### Directions:
Copy out the lines below, switching "single marker" to "single dot" everywhere and keeping everything else the same.

### Provided data:
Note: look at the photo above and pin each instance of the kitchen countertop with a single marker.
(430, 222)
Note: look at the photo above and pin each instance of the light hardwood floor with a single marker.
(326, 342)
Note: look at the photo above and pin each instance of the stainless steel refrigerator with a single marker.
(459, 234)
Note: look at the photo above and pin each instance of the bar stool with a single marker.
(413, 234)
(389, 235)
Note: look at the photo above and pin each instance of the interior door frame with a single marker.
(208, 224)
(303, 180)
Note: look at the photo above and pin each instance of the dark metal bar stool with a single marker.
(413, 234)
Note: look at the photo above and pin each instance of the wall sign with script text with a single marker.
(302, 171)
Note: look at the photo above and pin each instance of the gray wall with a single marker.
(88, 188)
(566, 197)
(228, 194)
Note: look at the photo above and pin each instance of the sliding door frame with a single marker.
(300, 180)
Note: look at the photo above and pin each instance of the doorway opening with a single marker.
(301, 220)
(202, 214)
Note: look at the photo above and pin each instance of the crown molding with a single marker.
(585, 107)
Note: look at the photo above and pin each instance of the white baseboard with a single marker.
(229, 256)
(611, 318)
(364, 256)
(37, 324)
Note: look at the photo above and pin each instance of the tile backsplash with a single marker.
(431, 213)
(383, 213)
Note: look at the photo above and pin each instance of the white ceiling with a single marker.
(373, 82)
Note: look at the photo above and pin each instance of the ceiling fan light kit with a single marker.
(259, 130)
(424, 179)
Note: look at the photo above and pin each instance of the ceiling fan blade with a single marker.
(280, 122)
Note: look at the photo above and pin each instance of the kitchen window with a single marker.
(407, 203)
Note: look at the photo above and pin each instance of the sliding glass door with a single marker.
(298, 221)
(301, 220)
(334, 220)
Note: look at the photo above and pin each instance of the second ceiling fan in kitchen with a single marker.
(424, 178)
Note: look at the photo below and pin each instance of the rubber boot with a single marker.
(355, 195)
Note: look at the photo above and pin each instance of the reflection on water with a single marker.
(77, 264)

### Written solution:
Note: look at the photo above and pin each instance of the kitchen countertop with a single dot.
(430, 222)
Note: look at the photo above and pin each instance of the light hardwood floor with a single dot.
(326, 342)
Note: look at the photo above and pin each instance of the stainless steel refrigerator with a single dot.
(459, 234)
Note: look at the photo above and pin each instance of the bar stool with a single dot.
(413, 234)
(389, 235)
Note: look at the photo above and pin each instance of the interior door frame with a single dot.
(208, 224)
(303, 180)
Note: look at the photo above and pin each instance of the dark metal bar stool with a single dot.
(413, 234)
Note: look at the photo above and pin each instance of the wall sign with script text with a single dot.
(302, 171)
Note: look at the photo above and pin each instance of the gray wall with a single dot.
(88, 188)
(566, 197)
(228, 194)
Note: look at the photo above and pin each instance of the sliding door frame with a single dot.
(300, 180)
Note: look at the photo above and pin each instance of the doorway opening with a single dot.
(301, 220)
(202, 214)
Note: look at the photo above and pin each instance of the crown molding with a single dot.
(585, 107)
Note: look at the photo above and pin each instance of the white baseboard with a single dot.
(229, 256)
(611, 318)
(364, 256)
(37, 324)
Note: look at the photo above and pin each instance of the tile backsplash with a single dot.
(431, 213)
(383, 213)
Note: look at the photo above and pin each instance of the white ceiling with a single dot.
(373, 82)
Note: look at the photo above and pin each instance of the ceiling fan light kit with a single dot.
(259, 130)
(424, 179)
Note: look at the photo above and pin each instance of the ceiling fan blade with a single dot.
(280, 122)
Note: look at the photo above and pin each instance of the kitchen window with a single dot.
(407, 203)
Note: look at the photo above and pin each instance of the sliding glass door with a single dot.
(298, 221)
(301, 220)
(334, 220)
Note: look at the photo above and pin each instance of the second ceiling fan in kitchen with a single dot.
(424, 178)
Note: look at the photo below and pin each instance of the rubber boot with a single dot.
(355, 195)
Note: look at the photo above and pin each instance of the reflection on water with a single dot.
(77, 264)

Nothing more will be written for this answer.